Instructions for the task: Show every line of the records that contains the word "brick".
>> Begin Items
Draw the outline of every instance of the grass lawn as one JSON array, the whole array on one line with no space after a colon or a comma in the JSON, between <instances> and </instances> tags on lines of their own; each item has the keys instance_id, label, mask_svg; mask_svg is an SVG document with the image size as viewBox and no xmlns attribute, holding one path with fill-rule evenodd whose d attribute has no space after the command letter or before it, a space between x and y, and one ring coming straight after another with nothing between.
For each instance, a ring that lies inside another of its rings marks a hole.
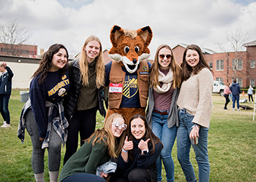
<instances>
[{"instance_id":1,"label":"grass lawn","mask_svg":"<svg viewBox=\"0 0 256 182\"><path fill-rule=\"evenodd\" d=\"M17 137L18 125L23 103L20 91L12 91L9 104L11 127L0 127L0 181L34 181L31 165L32 146L26 132L24 143ZM232 102L224 110L224 97L212 95L214 108L208 132L208 155L211 163L210 181L255 181L256 179L256 121L252 122L253 109L232 111ZM247 98L241 96L241 98ZM254 103L241 103L254 107ZM97 127L102 127L103 118L98 114ZM256 120L256 119L255 119ZM0 119L0 124L3 122ZM61 151L61 164L65 149ZM177 160L176 146L173 149L175 164L175 181L186 181ZM191 160L197 178L197 166L194 151ZM45 158L45 181L49 181L48 152ZM165 174L165 169L162 169ZM163 175L163 181L166 181Z\"/></svg>"}]
</instances>

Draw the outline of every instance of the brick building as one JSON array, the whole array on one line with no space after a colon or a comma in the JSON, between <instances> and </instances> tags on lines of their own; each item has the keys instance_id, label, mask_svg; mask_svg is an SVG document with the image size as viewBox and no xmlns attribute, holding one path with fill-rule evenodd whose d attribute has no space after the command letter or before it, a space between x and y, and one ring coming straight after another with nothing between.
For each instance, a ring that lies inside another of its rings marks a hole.
<instances>
[{"instance_id":1,"label":"brick building","mask_svg":"<svg viewBox=\"0 0 256 182\"><path fill-rule=\"evenodd\" d=\"M0 43L0 55L37 58L37 46Z\"/></svg>"},{"instance_id":2,"label":"brick building","mask_svg":"<svg viewBox=\"0 0 256 182\"><path fill-rule=\"evenodd\" d=\"M173 49L178 64L182 62L183 52L187 46L181 44ZM244 46L246 47L246 51L220 53L200 47L214 72L214 80L226 84L232 83L233 79L236 79L242 87L249 84L255 86L256 41L244 44Z\"/></svg>"}]
</instances>

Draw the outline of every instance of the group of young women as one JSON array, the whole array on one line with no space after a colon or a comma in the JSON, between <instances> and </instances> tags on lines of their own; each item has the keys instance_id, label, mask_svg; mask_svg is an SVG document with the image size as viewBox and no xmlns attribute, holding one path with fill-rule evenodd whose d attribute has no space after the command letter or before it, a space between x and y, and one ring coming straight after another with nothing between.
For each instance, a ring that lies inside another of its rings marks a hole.
<instances>
[{"instance_id":1,"label":"group of young women","mask_svg":"<svg viewBox=\"0 0 256 182\"><path fill-rule=\"evenodd\" d=\"M150 71L146 117L136 114L127 126L122 115L113 114L94 131L97 111L105 114L99 99L105 83L102 49L99 39L91 36L78 58L68 63L65 47L53 44L33 75L26 125L36 181L44 181L48 149L50 181L57 181L62 143L66 154L59 181L161 181L162 162L167 181L174 181L171 152L177 137L178 159L187 181L197 181L189 160L193 143L199 181L208 181L213 76L200 47L186 48L181 68L172 49L159 46ZM77 151L78 132L81 147ZM116 173L96 175L99 167L111 168L113 161Z\"/></svg>"}]
</instances>

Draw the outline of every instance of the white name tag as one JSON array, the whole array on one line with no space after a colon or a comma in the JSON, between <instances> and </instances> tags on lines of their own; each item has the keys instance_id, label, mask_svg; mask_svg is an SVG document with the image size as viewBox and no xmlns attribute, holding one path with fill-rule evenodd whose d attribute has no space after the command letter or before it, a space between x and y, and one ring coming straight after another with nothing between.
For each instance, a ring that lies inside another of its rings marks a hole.
<instances>
[{"instance_id":1,"label":"white name tag","mask_svg":"<svg viewBox=\"0 0 256 182\"><path fill-rule=\"evenodd\" d=\"M110 93L121 93L123 92L122 84L109 84L109 92Z\"/></svg>"}]
</instances>

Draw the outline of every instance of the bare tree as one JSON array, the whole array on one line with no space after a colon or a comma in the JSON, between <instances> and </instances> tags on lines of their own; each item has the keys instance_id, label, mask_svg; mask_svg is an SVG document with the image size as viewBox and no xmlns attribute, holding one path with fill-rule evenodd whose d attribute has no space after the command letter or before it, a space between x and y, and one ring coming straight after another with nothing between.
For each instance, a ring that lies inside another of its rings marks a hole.
<instances>
[{"instance_id":1,"label":"bare tree","mask_svg":"<svg viewBox=\"0 0 256 182\"><path fill-rule=\"evenodd\" d=\"M226 42L230 47L232 50L231 52L227 51L227 49L222 44L218 44L220 49L225 53L223 55L223 59L227 60L227 71L224 73L227 75L227 82L228 82L228 79L236 79L238 74L244 74L243 71L241 71L241 68L243 66L242 57L246 53L246 52L244 52L245 47L243 44L244 44L248 39L248 32L244 33L241 28L238 28L233 31L231 31L230 34L226 34ZM230 56L231 54L234 54L235 55L233 55ZM225 61L224 63L225 63Z\"/></svg>"},{"instance_id":2,"label":"bare tree","mask_svg":"<svg viewBox=\"0 0 256 182\"><path fill-rule=\"evenodd\" d=\"M0 42L9 55L19 56L22 44L31 36L25 27L19 25L17 20L0 24Z\"/></svg>"}]
</instances>

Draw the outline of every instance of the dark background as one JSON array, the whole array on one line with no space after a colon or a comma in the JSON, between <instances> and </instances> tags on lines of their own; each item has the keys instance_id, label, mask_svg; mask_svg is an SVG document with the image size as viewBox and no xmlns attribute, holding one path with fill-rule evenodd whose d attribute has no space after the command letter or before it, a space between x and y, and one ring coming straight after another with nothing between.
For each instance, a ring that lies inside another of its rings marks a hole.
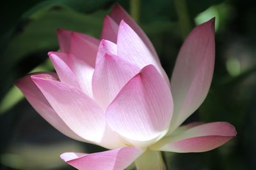
<instances>
[{"instance_id":1,"label":"dark background","mask_svg":"<svg viewBox=\"0 0 256 170\"><path fill-rule=\"evenodd\" d=\"M58 28L99 38L103 17L116 2L148 35L170 76L186 35L216 17L212 86L188 122L228 122L237 136L205 153L168 153L168 160L173 170L256 169L256 6L239 0L1 1L0 169L72 169L61 153L102 150L55 130L13 83L31 71L53 71L47 53L58 50Z\"/></svg>"}]
</instances>

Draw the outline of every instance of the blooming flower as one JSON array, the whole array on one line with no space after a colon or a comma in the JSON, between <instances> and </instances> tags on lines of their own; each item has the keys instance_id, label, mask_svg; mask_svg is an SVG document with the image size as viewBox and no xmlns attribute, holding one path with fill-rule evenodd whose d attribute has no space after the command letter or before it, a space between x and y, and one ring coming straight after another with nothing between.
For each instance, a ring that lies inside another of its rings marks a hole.
<instances>
[{"instance_id":1,"label":"blooming flower","mask_svg":"<svg viewBox=\"0 0 256 170\"><path fill-rule=\"evenodd\" d=\"M147 36L120 6L104 20L100 40L60 29L57 74L18 80L33 108L61 132L108 151L65 153L79 169L161 169L159 151L200 152L236 134L227 122L180 126L202 104L212 80L214 19L195 28L179 53L170 83ZM172 87L172 88L171 88Z\"/></svg>"}]
</instances>

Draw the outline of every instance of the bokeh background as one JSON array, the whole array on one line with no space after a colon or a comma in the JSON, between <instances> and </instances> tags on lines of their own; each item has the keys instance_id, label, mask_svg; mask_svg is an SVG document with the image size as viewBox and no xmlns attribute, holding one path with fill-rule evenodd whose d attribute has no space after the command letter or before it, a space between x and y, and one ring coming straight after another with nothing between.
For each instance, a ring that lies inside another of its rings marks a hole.
<instances>
[{"instance_id":1,"label":"bokeh background","mask_svg":"<svg viewBox=\"0 0 256 170\"><path fill-rule=\"evenodd\" d=\"M104 16L118 3L138 21L170 76L179 48L196 25L216 17L212 86L191 121L227 121L237 136L213 151L168 153L173 170L256 169L256 6L239 0L1 1L0 169L73 169L59 155L104 150L65 137L47 124L13 83L29 72L53 71L56 31L99 37Z\"/></svg>"}]
</instances>

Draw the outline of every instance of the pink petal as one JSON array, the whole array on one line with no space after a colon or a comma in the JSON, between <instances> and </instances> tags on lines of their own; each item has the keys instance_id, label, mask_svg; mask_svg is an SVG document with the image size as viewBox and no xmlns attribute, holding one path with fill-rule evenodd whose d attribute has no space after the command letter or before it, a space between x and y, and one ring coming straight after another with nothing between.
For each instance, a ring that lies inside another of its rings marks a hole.
<instances>
[{"instance_id":1,"label":"pink petal","mask_svg":"<svg viewBox=\"0 0 256 170\"><path fill-rule=\"evenodd\" d=\"M35 110L54 127L65 135L81 141L85 139L75 134L58 115L52 106L48 103L41 91L32 81L31 76L37 74L44 74L45 76L58 79L58 76L53 73L38 73L28 74L17 81L15 85L23 92L26 98L35 108Z\"/></svg>"},{"instance_id":2,"label":"pink petal","mask_svg":"<svg viewBox=\"0 0 256 170\"><path fill-rule=\"evenodd\" d=\"M99 45L98 53L96 57L96 65L102 59L104 59L106 53L117 55L117 47L115 43L111 41L102 39Z\"/></svg>"},{"instance_id":3,"label":"pink petal","mask_svg":"<svg viewBox=\"0 0 256 170\"><path fill-rule=\"evenodd\" d=\"M92 80L94 67L73 54L68 55L68 62L82 91L92 97Z\"/></svg>"},{"instance_id":4,"label":"pink petal","mask_svg":"<svg viewBox=\"0 0 256 170\"><path fill-rule=\"evenodd\" d=\"M49 52L48 55L61 81L80 89L75 75L67 64L67 55L61 52Z\"/></svg>"},{"instance_id":5,"label":"pink petal","mask_svg":"<svg viewBox=\"0 0 256 170\"><path fill-rule=\"evenodd\" d=\"M72 32L70 35L70 52L94 67L99 44L99 41L92 36Z\"/></svg>"},{"instance_id":6,"label":"pink petal","mask_svg":"<svg viewBox=\"0 0 256 170\"><path fill-rule=\"evenodd\" d=\"M128 81L140 72L140 68L122 59L105 53L96 65L93 76L93 97L106 108Z\"/></svg>"},{"instance_id":7,"label":"pink petal","mask_svg":"<svg viewBox=\"0 0 256 170\"><path fill-rule=\"evenodd\" d=\"M227 122L192 126L180 134L175 132L175 135L163 138L151 148L180 153L206 152L221 146L236 136L235 127Z\"/></svg>"},{"instance_id":8,"label":"pink petal","mask_svg":"<svg viewBox=\"0 0 256 170\"><path fill-rule=\"evenodd\" d=\"M174 105L170 132L205 99L212 81L215 56L214 19L195 28L179 53L171 87Z\"/></svg>"},{"instance_id":9,"label":"pink petal","mask_svg":"<svg viewBox=\"0 0 256 170\"><path fill-rule=\"evenodd\" d=\"M79 136L106 148L115 143L122 145L106 129L104 111L86 94L44 74L31 78L58 116ZM104 143L104 135L113 136L115 139Z\"/></svg>"},{"instance_id":10,"label":"pink petal","mask_svg":"<svg viewBox=\"0 0 256 170\"><path fill-rule=\"evenodd\" d=\"M115 22L109 16L106 16L103 21L101 38L109 40L116 43L117 32L118 31L118 24Z\"/></svg>"},{"instance_id":11,"label":"pink petal","mask_svg":"<svg viewBox=\"0 0 256 170\"><path fill-rule=\"evenodd\" d=\"M136 160L137 169L140 170L163 170L163 160L160 152L147 150Z\"/></svg>"},{"instance_id":12,"label":"pink petal","mask_svg":"<svg viewBox=\"0 0 256 170\"><path fill-rule=\"evenodd\" d=\"M122 20L127 23L128 25L130 25L130 27L137 33L147 48L150 50L156 61L159 62L157 54L150 40L132 18L131 17L131 16L120 5L116 4L114 6L110 14L110 17L116 22L117 24L119 24Z\"/></svg>"},{"instance_id":13,"label":"pink petal","mask_svg":"<svg viewBox=\"0 0 256 170\"><path fill-rule=\"evenodd\" d=\"M119 25L117 55L140 68L153 64L169 84L169 79L158 60L156 60L138 35L124 21Z\"/></svg>"},{"instance_id":14,"label":"pink petal","mask_svg":"<svg viewBox=\"0 0 256 170\"><path fill-rule=\"evenodd\" d=\"M150 143L145 141L165 134L172 111L170 89L149 65L123 87L107 109L106 118L114 131L129 140L141 141L136 145L148 145Z\"/></svg>"},{"instance_id":15,"label":"pink petal","mask_svg":"<svg viewBox=\"0 0 256 170\"><path fill-rule=\"evenodd\" d=\"M68 52L70 50L70 34L72 31L59 29L57 30L58 39L60 50L62 52Z\"/></svg>"},{"instance_id":16,"label":"pink petal","mask_svg":"<svg viewBox=\"0 0 256 170\"><path fill-rule=\"evenodd\" d=\"M79 170L120 170L127 167L142 152L135 147L124 147L92 154L65 153L61 157Z\"/></svg>"}]
</instances>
>> End Items
Output below:
Draw the outline of every instance of the brick building as one JSON array, the whole array on one line with no space after a colon or a comma in the JSON, between <instances> and </instances> tags on lines of their own; each item has the keys instance_id, label, mask_svg; mask_svg is an SVG document with the image size as viewBox and no xmlns attribute, holding one path with fill-rule evenodd whose d attribute has no space after the command letter or before it, a space between x and y, and one ring coming straight after another with nothing between.
[{"instance_id":1,"label":"brick building","mask_svg":"<svg viewBox=\"0 0 256 182\"><path fill-rule=\"evenodd\" d=\"M0 43L0 55L37 58L37 46Z\"/></svg>"},{"instance_id":2,"label":"brick building","mask_svg":"<svg viewBox=\"0 0 256 182\"><path fill-rule=\"evenodd\" d=\"M173 49L178 64L182 62L183 52L187 46L181 44ZM244 46L246 47L246 51L220 53L200 47L214 72L214 80L226 84L232 83L233 79L236 79L242 87L249 84L255 86L256 41L244 44Z\"/></svg>"}]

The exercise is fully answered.